• Task to complete
Leave out the pictures, then reproduce the rest of the material exactly.
::: Given information :::
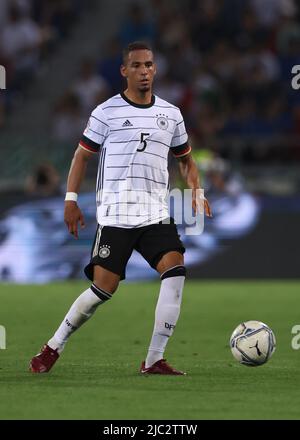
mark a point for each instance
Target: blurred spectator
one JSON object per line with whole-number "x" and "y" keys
{"x": 68, "y": 122}
{"x": 21, "y": 39}
{"x": 90, "y": 87}
{"x": 44, "y": 181}
{"x": 136, "y": 26}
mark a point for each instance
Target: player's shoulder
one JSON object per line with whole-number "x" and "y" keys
{"x": 114, "y": 101}
{"x": 168, "y": 106}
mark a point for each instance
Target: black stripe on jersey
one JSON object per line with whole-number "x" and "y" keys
{"x": 166, "y": 106}
{"x": 183, "y": 134}
{"x": 123, "y": 166}
{"x": 121, "y": 154}
{"x": 125, "y": 142}
{"x": 99, "y": 120}
{"x": 141, "y": 117}
{"x": 134, "y": 128}
{"x": 145, "y": 178}
{"x": 99, "y": 176}
{"x": 89, "y": 143}
{"x": 97, "y": 132}
{"x": 152, "y": 154}
{"x": 131, "y": 203}
{"x": 103, "y": 168}
{"x": 115, "y": 106}
{"x": 159, "y": 142}
{"x": 128, "y": 190}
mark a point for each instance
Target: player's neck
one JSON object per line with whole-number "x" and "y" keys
{"x": 139, "y": 97}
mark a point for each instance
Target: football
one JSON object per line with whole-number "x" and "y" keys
{"x": 252, "y": 343}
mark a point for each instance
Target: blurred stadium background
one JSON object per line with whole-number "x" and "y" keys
{"x": 227, "y": 64}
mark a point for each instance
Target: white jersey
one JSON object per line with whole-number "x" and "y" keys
{"x": 133, "y": 142}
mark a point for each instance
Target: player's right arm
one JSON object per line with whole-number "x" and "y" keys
{"x": 93, "y": 137}
{"x": 73, "y": 214}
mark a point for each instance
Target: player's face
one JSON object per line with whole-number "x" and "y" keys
{"x": 139, "y": 70}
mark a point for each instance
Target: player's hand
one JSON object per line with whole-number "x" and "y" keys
{"x": 72, "y": 216}
{"x": 198, "y": 202}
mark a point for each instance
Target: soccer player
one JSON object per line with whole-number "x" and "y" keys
{"x": 133, "y": 133}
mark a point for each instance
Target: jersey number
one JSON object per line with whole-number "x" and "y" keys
{"x": 143, "y": 141}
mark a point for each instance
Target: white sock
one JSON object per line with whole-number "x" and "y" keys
{"x": 81, "y": 310}
{"x": 166, "y": 316}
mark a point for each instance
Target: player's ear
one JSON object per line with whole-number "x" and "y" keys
{"x": 123, "y": 71}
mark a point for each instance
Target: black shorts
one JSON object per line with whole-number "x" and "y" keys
{"x": 113, "y": 246}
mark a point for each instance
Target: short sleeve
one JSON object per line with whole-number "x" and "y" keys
{"x": 179, "y": 144}
{"x": 96, "y": 131}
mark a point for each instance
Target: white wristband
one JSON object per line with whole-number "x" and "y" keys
{"x": 71, "y": 197}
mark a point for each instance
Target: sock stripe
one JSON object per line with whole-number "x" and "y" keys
{"x": 104, "y": 296}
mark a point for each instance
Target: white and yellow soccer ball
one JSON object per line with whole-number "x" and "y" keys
{"x": 252, "y": 343}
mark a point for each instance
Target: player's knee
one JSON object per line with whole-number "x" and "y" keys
{"x": 175, "y": 271}
{"x": 107, "y": 286}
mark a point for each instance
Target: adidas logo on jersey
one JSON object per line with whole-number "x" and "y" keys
{"x": 127, "y": 124}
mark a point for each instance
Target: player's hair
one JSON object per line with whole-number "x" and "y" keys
{"x": 136, "y": 45}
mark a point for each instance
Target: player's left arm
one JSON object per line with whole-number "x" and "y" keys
{"x": 190, "y": 174}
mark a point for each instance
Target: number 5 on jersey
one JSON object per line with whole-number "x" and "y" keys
{"x": 143, "y": 141}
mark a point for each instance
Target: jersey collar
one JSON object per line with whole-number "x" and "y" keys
{"x": 138, "y": 105}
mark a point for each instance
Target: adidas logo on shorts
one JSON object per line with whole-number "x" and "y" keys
{"x": 127, "y": 123}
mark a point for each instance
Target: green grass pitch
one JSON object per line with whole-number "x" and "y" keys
{"x": 97, "y": 375}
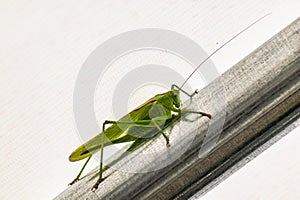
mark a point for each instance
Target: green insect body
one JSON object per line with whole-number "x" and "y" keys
{"x": 143, "y": 123}
{"x": 139, "y": 126}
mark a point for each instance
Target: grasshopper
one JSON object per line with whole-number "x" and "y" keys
{"x": 143, "y": 123}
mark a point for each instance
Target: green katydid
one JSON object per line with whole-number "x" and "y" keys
{"x": 143, "y": 123}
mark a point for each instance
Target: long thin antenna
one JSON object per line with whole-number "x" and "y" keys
{"x": 206, "y": 59}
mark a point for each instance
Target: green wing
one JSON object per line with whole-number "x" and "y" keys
{"x": 116, "y": 133}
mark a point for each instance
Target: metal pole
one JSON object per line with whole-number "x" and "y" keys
{"x": 259, "y": 98}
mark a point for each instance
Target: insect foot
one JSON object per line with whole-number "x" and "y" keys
{"x": 95, "y": 186}
{"x": 74, "y": 181}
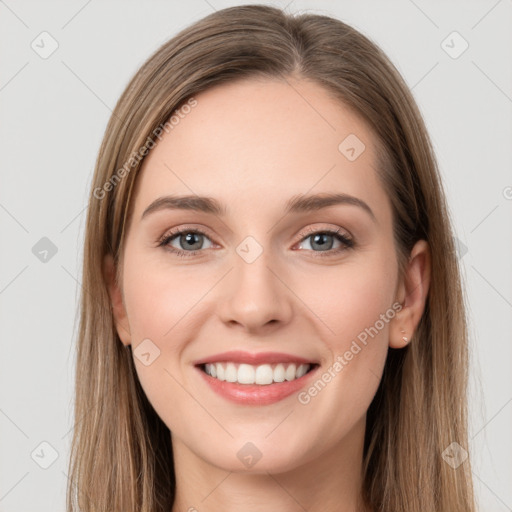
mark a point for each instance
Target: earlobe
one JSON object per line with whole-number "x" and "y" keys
{"x": 116, "y": 299}
{"x": 412, "y": 295}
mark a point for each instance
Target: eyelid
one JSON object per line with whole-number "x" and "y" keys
{"x": 335, "y": 231}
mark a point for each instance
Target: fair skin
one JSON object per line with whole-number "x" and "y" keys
{"x": 252, "y": 145}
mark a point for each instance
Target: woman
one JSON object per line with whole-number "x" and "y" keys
{"x": 272, "y": 316}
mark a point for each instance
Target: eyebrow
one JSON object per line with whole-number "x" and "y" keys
{"x": 296, "y": 204}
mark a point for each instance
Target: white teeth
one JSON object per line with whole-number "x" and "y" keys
{"x": 262, "y": 375}
{"x": 290, "y": 372}
{"x": 246, "y": 374}
{"x": 231, "y": 373}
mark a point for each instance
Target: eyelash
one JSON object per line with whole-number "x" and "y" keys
{"x": 347, "y": 242}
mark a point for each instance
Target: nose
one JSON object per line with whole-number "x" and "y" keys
{"x": 255, "y": 296}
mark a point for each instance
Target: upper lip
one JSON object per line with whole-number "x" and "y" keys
{"x": 239, "y": 356}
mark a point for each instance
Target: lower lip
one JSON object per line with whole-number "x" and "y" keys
{"x": 254, "y": 394}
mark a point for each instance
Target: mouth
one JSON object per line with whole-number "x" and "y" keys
{"x": 255, "y": 379}
{"x": 260, "y": 375}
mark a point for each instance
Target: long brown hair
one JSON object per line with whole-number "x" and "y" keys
{"x": 121, "y": 455}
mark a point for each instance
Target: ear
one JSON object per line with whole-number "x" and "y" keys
{"x": 412, "y": 294}
{"x": 116, "y": 299}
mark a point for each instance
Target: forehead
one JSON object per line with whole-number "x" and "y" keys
{"x": 261, "y": 141}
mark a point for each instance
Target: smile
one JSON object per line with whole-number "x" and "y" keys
{"x": 261, "y": 375}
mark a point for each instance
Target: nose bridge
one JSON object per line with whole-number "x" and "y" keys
{"x": 254, "y": 295}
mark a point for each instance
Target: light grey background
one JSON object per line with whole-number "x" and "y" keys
{"x": 53, "y": 112}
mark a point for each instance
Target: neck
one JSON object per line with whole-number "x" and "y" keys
{"x": 331, "y": 482}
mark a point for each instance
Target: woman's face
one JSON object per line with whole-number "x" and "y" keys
{"x": 316, "y": 283}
:::
• Task response
mark a point for each instance
Target: blurred spectator
one JSON object per line with whole-number "x" and "y" keys
{"x": 68, "y": 122}
{"x": 21, "y": 39}
{"x": 90, "y": 87}
{"x": 44, "y": 181}
{"x": 136, "y": 26}
mark a point for each instance
Target: player's shoulder
one JSON object per line with whole-number "x" and "y" keys
{"x": 114, "y": 101}
{"x": 168, "y": 106}
mark a point for each instance
Target: black stripe on jersey
one JSON object per line with whole-number "x" and "y" keys
{"x": 166, "y": 106}
{"x": 183, "y": 134}
{"x": 123, "y": 166}
{"x": 121, "y": 154}
{"x": 125, "y": 142}
{"x": 99, "y": 120}
{"x": 141, "y": 117}
{"x": 134, "y": 128}
{"x": 145, "y": 178}
{"x": 99, "y": 176}
{"x": 89, "y": 143}
{"x": 97, "y": 132}
{"x": 152, "y": 154}
{"x": 131, "y": 203}
{"x": 103, "y": 168}
{"x": 115, "y": 106}
{"x": 159, "y": 142}
{"x": 128, "y": 190}
mark a point for each instance
Target: player's neck
one JSON object per line with whole-number "x" and "y" keys
{"x": 139, "y": 97}
mark a point for each instance
Target: football
one JSON object per line with whole-number "x" and "y" keys
{"x": 252, "y": 343}
mark a point for each instance
Target: blurred stadium background
one JSON object per line with whole-number "x" and "y" keys
{"x": 227, "y": 64}
mark a point for each instance
Target: white jersey
one JSON object per line with whole-number "x" and "y" keys
{"x": 133, "y": 142}
mark a point for each instance
Target: player's right arm
one JSON object per line with whole-number "x" and "y" keys
{"x": 93, "y": 137}
{"x": 73, "y": 214}
mark a point for each instance
Target: player's face
one JSON object per line with whole-number "x" and "y" keys
{"x": 139, "y": 70}
mark a point for each instance
Target: player's hand
one JSON object per line with whole-number "x" and "y" keys
{"x": 72, "y": 216}
{"x": 198, "y": 202}
mark a point for each instance
Target: soccer player
one JSON object per line with whole-number "x" and "y" keys
{"x": 133, "y": 133}
mark a point for each instance
Target: jersey number
one JSON object per line with whole-number "x" and "y" keys
{"x": 143, "y": 141}
mark a point for each instance
Target: white sock
one JSON object per line with whole-number "x" and "y" keys
{"x": 81, "y": 310}
{"x": 166, "y": 316}
mark a point for each instance
Target: player's ear
one JSON object per line with whole-number "x" and "y" keys
{"x": 123, "y": 71}
mark a point for each instance
Target: black shorts
one JSON object per line with whole-number "x" and "y" keys
{"x": 113, "y": 246}
mark a point for each instance
Target: short sleeve
one JSON object per line with whole-number "x" and "y" keys
{"x": 179, "y": 144}
{"x": 96, "y": 131}
mark a point for each instance
Target: white wristband
one JSON object per line with whole-number "x" and "y" keys
{"x": 71, "y": 197}
mark a point for each instance
Target: sock stripe
one JSON object per line with whole-number "x" and "y" keys
{"x": 104, "y": 296}
mark a point for each instance
Target: white and yellow soccer ball
one JSON object per line with whole-number "x" and "y" keys
{"x": 252, "y": 343}
mark a point for each instance
Target: player's knee
one JSON object per line with whole-number "x" and "y" keys
{"x": 175, "y": 271}
{"x": 107, "y": 286}
mark a point for each instance
Target: adidas logo on jersey
one JSON object per line with whole-number "x" and "y" keys
{"x": 127, "y": 124}
mark a point for each instance
Target: player's hair
one JSON object per line with whole-number "x" and "y" keys
{"x": 136, "y": 45}
mark a point for each instance
Target: player's left arm
one JSON object per line with whole-number "x" and "y" keys
{"x": 190, "y": 174}
mark a point for each instance
Target: number 5 on jersey
one JSON object per line with whole-number "x" and "y" keys
{"x": 143, "y": 141}
mark a point for each instance
Target: jersey collar
one JSON object per line with whole-number "x" and "y" keys
{"x": 138, "y": 105}
mark a point for each instance
Target: adidas logo on shorts
one JSON object per line with whole-number "x" and "y" keys
{"x": 127, "y": 123}
mark a point for each instance
Target: green grass pitch
one JSON object per line with whole-number "x" and "y" keys
{"x": 97, "y": 375}
mark a point for each instance
Target: green insect body
one JSON object per line with whole-number "x" and "y" keys
{"x": 143, "y": 123}
{"x": 139, "y": 126}
mark a point for each instance
Target: grasshopper
one JSON object per line with whole-number "x" and "y" keys
{"x": 143, "y": 123}
mark a point for each instance
Target: green katydid
one JSON object per line with whole-number "x" and "y" keys
{"x": 143, "y": 123}
mark a point for each instance
Target: long thin antenna
one JSON object per line with whole-number "x" and "y" keys
{"x": 206, "y": 59}
mark a point for each instance
Target: green wing
one JSON object per line with whole-number "x" and "y" keys
{"x": 116, "y": 133}
mark a point for each instance
Target: metal pole
one JSON object per line with whole-number "x" and "y" keys
{"x": 259, "y": 98}
mark a point for each instance
Target: insect foot
one JSON object per line with whole-number "x" and "y" keys
{"x": 95, "y": 186}
{"x": 74, "y": 181}
mark a point for each instance
Target: earlobe
one JSON object per line with whole-number "x" and "y" keys
{"x": 116, "y": 299}
{"x": 412, "y": 295}
mark a point for each instance
Target: eyelid
one JSON object per line with whole-number "x" and "y" keys
{"x": 335, "y": 231}
mark a point for each instance
Target: fair skin
one JSON object per line with whole-number "x" and "y" keys
{"x": 252, "y": 145}
mark a point for each instance
Target: woman
one JSON object per line with whole-number "x" and "y" keys
{"x": 272, "y": 316}
mark a point for each instance
Target: eyebrow
one JSON object per line with whole-number "x" and "y" keys
{"x": 296, "y": 204}
mark a point for each instance
Target: white teeth
one JSON object per line with whole-number "x" and "y" keys
{"x": 262, "y": 375}
{"x": 290, "y": 372}
{"x": 246, "y": 374}
{"x": 231, "y": 373}
mark a point for each instance
Target: eyelash
one JSON object per line with whole-number "x" and "y" keys
{"x": 347, "y": 242}
mark a point for each instance
Target: nose
one JSON object per line with whole-number "x" and "y" keys
{"x": 255, "y": 296}
mark a point for each instance
Target: upper lip
one JSON object per line with whole-number "x" and "y" keys
{"x": 239, "y": 356}
mark a point for each instance
Target: lower lip
one JSON object per line with whole-number "x" and "y" keys
{"x": 254, "y": 394}
mark a point for each instance
Target: mouth
one JSON object per line with whole-number "x" and "y" keys
{"x": 255, "y": 379}
{"x": 260, "y": 375}
mark a point for each instance
Target: long brown hair
one JSON object per line with whole-number "x" and "y" keys
{"x": 121, "y": 455}
mark a point for each instance
Target: ear
one JSON object per line with whole-number "x" and "y" keys
{"x": 412, "y": 294}
{"x": 116, "y": 299}
mark a point for each instance
Target: forehead
one JSON object per line with whole-number "x" and "y" keys
{"x": 261, "y": 141}
mark a point for each instance
Target: smile
one JSON object per line with whole-number "x" and "y" keys
{"x": 261, "y": 375}
mark a point for each instance
Target: nose bridge
one JSON object per line with whole-number "x" and "y" keys
{"x": 254, "y": 295}
mark a point for each instance
Target: light grey background
one JSON object per line with whole-number "x" and "y" keys
{"x": 53, "y": 112}
mark a point for each instance
Target: neck
one JSON object per line with whole-number "x" and "y" keys
{"x": 331, "y": 482}
mark a point for each instance
Target: woman's face
one JSON object per line with whole-number "x" and "y" keys
{"x": 316, "y": 283}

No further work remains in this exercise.